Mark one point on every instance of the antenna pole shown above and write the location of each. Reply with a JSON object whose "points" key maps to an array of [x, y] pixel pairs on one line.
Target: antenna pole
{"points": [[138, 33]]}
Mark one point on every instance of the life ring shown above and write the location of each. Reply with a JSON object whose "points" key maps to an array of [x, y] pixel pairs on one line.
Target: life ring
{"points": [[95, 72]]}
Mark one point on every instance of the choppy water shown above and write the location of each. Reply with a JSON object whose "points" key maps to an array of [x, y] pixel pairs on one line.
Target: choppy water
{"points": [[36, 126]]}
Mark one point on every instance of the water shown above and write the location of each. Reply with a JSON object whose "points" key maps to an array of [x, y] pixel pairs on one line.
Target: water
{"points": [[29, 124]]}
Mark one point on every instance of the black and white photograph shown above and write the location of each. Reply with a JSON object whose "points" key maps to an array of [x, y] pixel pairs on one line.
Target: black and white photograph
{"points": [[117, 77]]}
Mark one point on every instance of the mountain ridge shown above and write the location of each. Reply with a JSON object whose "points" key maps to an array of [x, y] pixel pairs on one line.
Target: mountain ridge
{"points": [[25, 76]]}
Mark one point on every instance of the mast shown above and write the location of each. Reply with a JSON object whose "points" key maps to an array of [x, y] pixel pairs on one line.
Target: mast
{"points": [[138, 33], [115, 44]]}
^^^^
ASSIGNMENT: Retype every line of the listing above exactly as given.

TASK OUTPUT:
Mark one point on every instance of the antenna pole shown above and write the location of each. Reply with a JSON object whose "points" key maps to an array of [x, y] pixel pairs on one line.
Target: antenna pole
{"points": [[138, 33]]}
Mark one point on every instance of the life ring shown above and write the location of each. Reply with a JSON object whose "points" key maps to an array of [x, y] pixel pairs on one line.
Target: life ring
{"points": [[95, 72]]}
Mark one point on every instance of the choppy water shown above and write the location of each. Reply with a JSON object whose "points" key maps to an array of [x, y] pixel pairs on one line.
Target: choppy water
{"points": [[36, 126]]}
Mark one point on every instance of the water shown above and write the location of each. Reply with a JSON object whose "points" key maps to an array of [x, y] pixel pairs on one line.
Target: water
{"points": [[29, 124]]}
Mark one point on every instance of the black and white photograph shown above and write the location of each. Reply with a JSON object whose "points" key maps to an array of [x, y] pixel pairs on one line.
Target: black and white photograph
{"points": [[117, 77]]}
Mark one point on every instance of the mountain ridge shown above and write the location of each. Reply with a JSON object whose "points" key maps to an array of [x, y] pixel pairs on one line.
Target: mountain ridge
{"points": [[25, 76]]}
Mark one point on every instance of the mast shown above and write the location of each. Reply with a JSON object whose "points" key maps to an array of [x, y] pixel pairs on one line.
Target: mast
{"points": [[138, 33], [115, 44]]}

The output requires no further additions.